■ **Exercício**
Transcreva sem nenhuma alteração todas as linhas dos itens abaixo, deixando as imagens de fora da resposta.

■ **Dados armazenados**

--

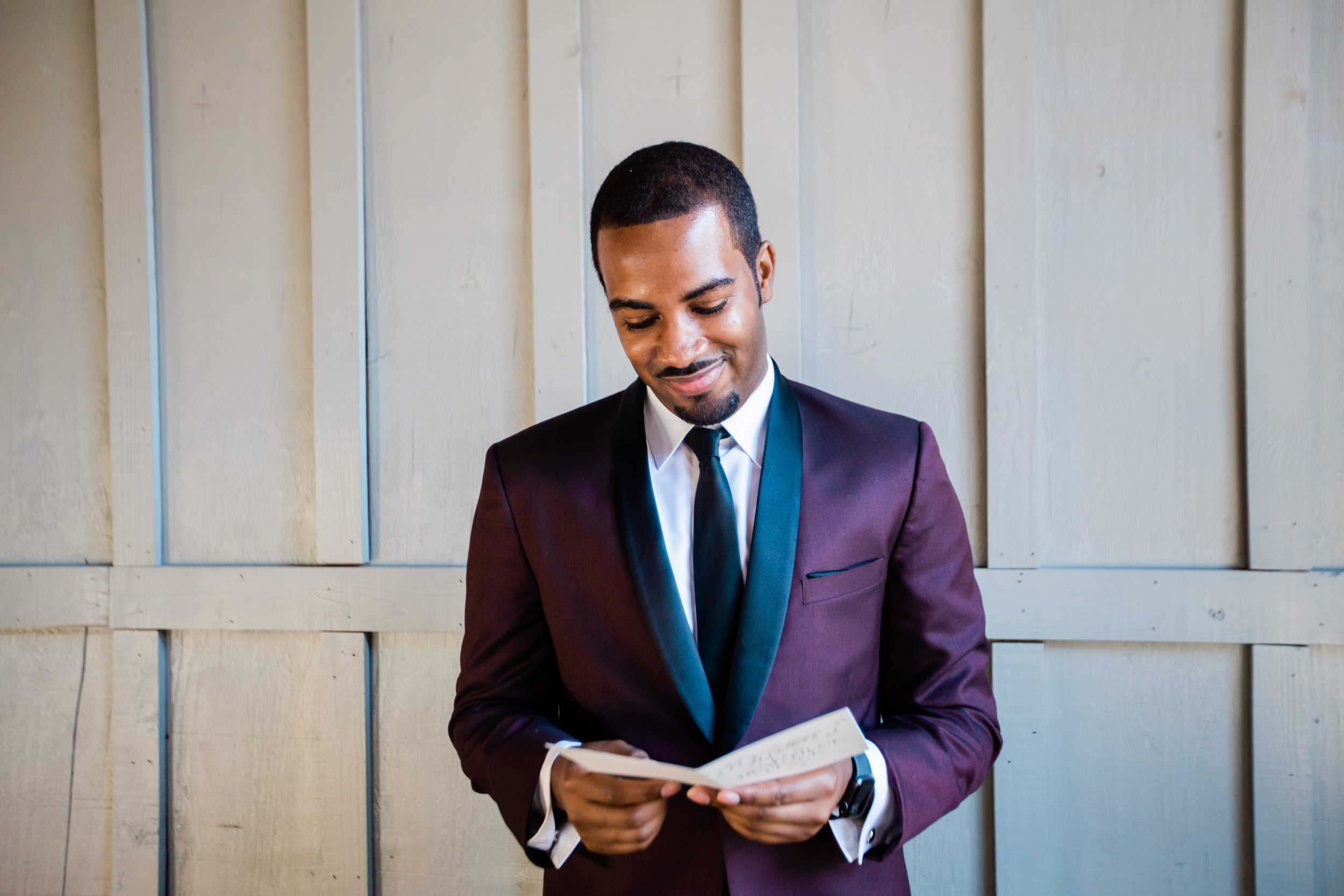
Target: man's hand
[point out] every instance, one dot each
(787, 811)
(612, 814)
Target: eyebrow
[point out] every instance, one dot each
(616, 304)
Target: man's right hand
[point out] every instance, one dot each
(613, 816)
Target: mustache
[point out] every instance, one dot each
(694, 367)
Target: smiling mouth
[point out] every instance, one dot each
(698, 382)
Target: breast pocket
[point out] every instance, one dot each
(827, 585)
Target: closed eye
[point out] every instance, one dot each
(711, 311)
(647, 323)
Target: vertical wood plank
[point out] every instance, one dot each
(770, 160)
(246, 763)
(345, 782)
(88, 868)
(41, 776)
(1283, 770)
(233, 217)
(560, 241)
(131, 281)
(1022, 809)
(54, 457)
(1328, 691)
(138, 840)
(894, 312)
(1283, 339)
(337, 170)
(1148, 787)
(433, 832)
(955, 855)
(449, 273)
(1012, 431)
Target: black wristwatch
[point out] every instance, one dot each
(858, 795)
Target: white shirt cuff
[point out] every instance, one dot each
(561, 843)
(856, 835)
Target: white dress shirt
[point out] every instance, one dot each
(674, 472)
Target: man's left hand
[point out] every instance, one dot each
(787, 811)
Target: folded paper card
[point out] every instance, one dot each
(804, 747)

--

■ **Resolução do exercício**
Target: man's hand
[point out] every instance, one dot each
(787, 811)
(612, 814)
Target: eyebrow
[point out] every instance, one dot each
(616, 304)
Target: man's right hand
[point out] every instance, one dot each
(613, 816)
Target: mustache
[point out] every instance, one dot each
(694, 367)
Target: smiling mouth
[point out] every instance, one dot each
(698, 382)
Target: breast pocket
[point out] every instance, one dot each
(827, 585)
Target: closed eye
[point out] every instance, one dot each
(711, 311)
(647, 323)
Target: vertical wood plank
[point out] every instance, one dot each
(770, 160)
(246, 763)
(345, 782)
(88, 868)
(41, 776)
(1283, 770)
(233, 217)
(560, 241)
(131, 281)
(1022, 809)
(54, 457)
(1328, 691)
(138, 840)
(894, 312)
(1283, 339)
(337, 170)
(1148, 787)
(433, 832)
(955, 855)
(449, 273)
(1012, 431)
Target: black wristwatch
[point out] every instance, one dot each
(858, 795)
Target: white shirt cuff
[point out] every instance, one dot each
(561, 843)
(856, 835)
Target: white dress shirt
[point out] every instance, one dot each
(674, 472)
Target: man's left hand
[point out] every instance, one dot each
(787, 811)
Target: folded paper card
[point out] every instance, one dot each
(804, 747)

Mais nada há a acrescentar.